··· Text section ···

Business Lessons from Growing up in Ecuador

5 tips for how cross-cultural business can thrive and make an impact.

Growing up in Ecuador was an incredible experience that I would not trade for anything. It is a beautiful country with an amazingly rich culture. In Ecuador, I learned how much I enjoyed business by haggling in the marketplace, but I also saw the effects of deep poverty among my friends. I hoped someday to be able to use business as a way to empower others. I learned a few business lessons while growing up in Ecuador that have proved helpful to my current work at IT Hands, an international web development company.

#CrossCultural Business Lessons: “Without a sustainable business your social impact cannot survive.” Read more in Greg’s blog. Click To Tweet

 

1. Learn About Cross-Cultural Differences When Doing International Business

Many fellow gringos would visit our family in Ecuador and were often frustrated by their negotiating experiences when they bought from the local markets. Simple things, such as the weight of “yes” and “no,” would drive people crazy! To an American “yes” means “yes” and “no” means “no.” To an Ecuadorian, “yes” means “hmmm…” and “no” is practically a bad word. For an Ecuadorian, the American “yes” is based on how many times they say “yes” and how enthusiastically they say “yes.” Understanding this is crucial to reaching an agreement. India is very similar to Ecuador in this sense. A good book to read when working with Indian teams is “Speaking of India”.

 

2. Take an Expert with You if You are Walking into Unfamiliar Territory

We recommended that most gringos go to the market with someone familiar with the culture. This would help with language differences and getting the local price instead of the gringo price. This advice is true in the tech world as well. Technical conversations can sound like a foreign language to many of us. If you aren’t technical and need to make a technical decision, I would highly recommend bringing someone to calls who understands the lingo and can make sure that you are being offered the best technical solution for your problem. If you don’t know of anyone in your network who can help, then reach out to matt.hartel@ithands.com. He has helped many businesses successfully get through this exact dilemma.

 

3. Social Impact should not be your Financial Undoing

I worked at this awesome cafe in Loja that not only served great coffee and food, but also taught English for free and offered free counseling. Helping young adults advance their careers through learning another language and helping those struggling with their mental health were important for the community. Unfortunately, this became so much the focus of the cafe that financials became secondary. Inevitably, the cafe went out of business. Now none of those services can be offered. The most sustainable way to help others is through a profitable organization.

···

Continue the piece on business lessons from growing up in Ecuador, starting right after its last sentence.

··· Provided data ···

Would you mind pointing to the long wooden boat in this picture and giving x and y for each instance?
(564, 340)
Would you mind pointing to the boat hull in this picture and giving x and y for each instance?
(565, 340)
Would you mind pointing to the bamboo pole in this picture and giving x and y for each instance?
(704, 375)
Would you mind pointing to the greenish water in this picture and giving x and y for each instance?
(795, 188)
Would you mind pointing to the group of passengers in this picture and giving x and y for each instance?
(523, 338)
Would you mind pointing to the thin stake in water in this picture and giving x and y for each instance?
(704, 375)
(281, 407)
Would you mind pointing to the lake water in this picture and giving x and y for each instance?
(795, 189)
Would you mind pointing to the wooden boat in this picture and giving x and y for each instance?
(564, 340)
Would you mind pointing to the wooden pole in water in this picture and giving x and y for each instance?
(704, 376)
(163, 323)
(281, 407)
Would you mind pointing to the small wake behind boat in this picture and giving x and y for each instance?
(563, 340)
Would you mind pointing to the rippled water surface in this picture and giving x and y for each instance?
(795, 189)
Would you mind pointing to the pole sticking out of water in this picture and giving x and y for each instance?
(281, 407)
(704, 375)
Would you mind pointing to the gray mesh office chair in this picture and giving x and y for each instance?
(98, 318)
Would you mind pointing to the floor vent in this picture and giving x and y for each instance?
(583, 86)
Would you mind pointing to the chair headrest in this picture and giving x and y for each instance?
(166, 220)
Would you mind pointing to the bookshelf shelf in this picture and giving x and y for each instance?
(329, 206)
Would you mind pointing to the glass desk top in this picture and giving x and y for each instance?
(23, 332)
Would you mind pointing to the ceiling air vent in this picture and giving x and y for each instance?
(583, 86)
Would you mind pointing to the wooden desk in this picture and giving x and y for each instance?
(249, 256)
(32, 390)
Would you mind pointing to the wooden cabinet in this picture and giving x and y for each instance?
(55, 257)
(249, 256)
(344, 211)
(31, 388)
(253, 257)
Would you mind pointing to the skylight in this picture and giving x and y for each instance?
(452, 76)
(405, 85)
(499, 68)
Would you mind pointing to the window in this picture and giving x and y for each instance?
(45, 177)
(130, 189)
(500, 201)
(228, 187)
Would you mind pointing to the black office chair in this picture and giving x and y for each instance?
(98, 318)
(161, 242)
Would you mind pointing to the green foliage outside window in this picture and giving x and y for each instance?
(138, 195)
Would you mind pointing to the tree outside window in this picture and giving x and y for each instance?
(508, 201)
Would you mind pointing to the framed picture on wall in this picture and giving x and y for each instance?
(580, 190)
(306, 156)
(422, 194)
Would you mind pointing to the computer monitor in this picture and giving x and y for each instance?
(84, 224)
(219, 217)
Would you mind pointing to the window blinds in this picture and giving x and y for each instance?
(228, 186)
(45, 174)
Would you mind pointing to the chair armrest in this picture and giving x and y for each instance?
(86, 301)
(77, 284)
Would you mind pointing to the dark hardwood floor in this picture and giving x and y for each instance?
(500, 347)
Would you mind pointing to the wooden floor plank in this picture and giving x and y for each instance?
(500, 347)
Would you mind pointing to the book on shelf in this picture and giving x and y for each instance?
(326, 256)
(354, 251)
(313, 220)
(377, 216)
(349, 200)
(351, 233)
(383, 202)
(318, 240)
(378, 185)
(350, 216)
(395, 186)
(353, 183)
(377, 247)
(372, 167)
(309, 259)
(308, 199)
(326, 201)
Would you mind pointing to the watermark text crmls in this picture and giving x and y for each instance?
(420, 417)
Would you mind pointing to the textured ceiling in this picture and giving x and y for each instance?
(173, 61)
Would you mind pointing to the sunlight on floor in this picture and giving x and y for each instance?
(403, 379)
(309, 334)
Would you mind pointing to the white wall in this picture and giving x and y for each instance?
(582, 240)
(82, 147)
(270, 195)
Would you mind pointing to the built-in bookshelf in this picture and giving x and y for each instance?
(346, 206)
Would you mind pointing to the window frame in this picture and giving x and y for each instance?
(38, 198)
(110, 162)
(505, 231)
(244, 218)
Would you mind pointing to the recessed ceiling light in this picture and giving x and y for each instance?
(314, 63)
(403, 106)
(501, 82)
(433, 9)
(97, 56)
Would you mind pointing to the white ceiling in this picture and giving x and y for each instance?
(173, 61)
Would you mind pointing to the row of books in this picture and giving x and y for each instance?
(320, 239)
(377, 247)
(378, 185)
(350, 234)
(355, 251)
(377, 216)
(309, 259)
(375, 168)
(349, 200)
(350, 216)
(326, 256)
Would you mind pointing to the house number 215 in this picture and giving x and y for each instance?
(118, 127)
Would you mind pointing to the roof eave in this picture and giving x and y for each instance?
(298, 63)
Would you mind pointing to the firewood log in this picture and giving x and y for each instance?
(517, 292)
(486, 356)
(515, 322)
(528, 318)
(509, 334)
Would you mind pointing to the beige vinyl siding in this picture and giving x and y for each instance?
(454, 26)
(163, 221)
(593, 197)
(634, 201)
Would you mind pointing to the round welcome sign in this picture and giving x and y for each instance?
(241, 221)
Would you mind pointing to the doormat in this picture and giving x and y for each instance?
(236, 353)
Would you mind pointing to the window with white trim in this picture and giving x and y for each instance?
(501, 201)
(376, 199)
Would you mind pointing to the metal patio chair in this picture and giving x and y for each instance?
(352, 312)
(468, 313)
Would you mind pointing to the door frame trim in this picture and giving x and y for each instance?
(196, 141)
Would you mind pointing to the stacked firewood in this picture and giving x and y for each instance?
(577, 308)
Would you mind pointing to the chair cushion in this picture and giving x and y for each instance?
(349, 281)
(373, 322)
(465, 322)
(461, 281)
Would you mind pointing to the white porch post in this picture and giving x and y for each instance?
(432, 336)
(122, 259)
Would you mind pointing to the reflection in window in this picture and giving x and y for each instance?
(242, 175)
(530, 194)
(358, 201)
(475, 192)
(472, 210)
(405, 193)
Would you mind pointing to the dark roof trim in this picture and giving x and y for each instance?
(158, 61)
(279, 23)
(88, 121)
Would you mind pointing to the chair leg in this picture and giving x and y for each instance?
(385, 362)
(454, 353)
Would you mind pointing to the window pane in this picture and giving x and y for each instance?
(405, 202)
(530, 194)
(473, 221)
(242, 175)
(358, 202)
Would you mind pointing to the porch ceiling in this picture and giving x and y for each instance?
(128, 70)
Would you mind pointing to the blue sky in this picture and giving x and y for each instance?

···

> [Reply to the task]
 

4. Create a Sliding Scale for the People You want to Help the Most

My family ran an ophthalmology clinic in the Andes to help the rural poor with their vision. In order to make the clinic sustainable, we made it a for-profit business, but some of the people we set up the eye clinic to help were not able to afford it. In order to help those for whom we created the eye clinic, we created a sliding scale. Because we lived in a small rural community we knew most people’s socio-economic status from their last name. If they did not have the money to pay for their appointment we would set up a system where they could pay with eggs or a delicious chimichurri sauce. Just make sure your bottom line stays healthy so that you can continue to help others.

 

5. Free is not Valued

At first we offered eye glasses for free to these poorer families, but they kept coming back with broken glasses. As soon as we asked people to pay for them (even if it was with a payment of just a few eggs) the broken glasses problem stopped. People value what they pay for.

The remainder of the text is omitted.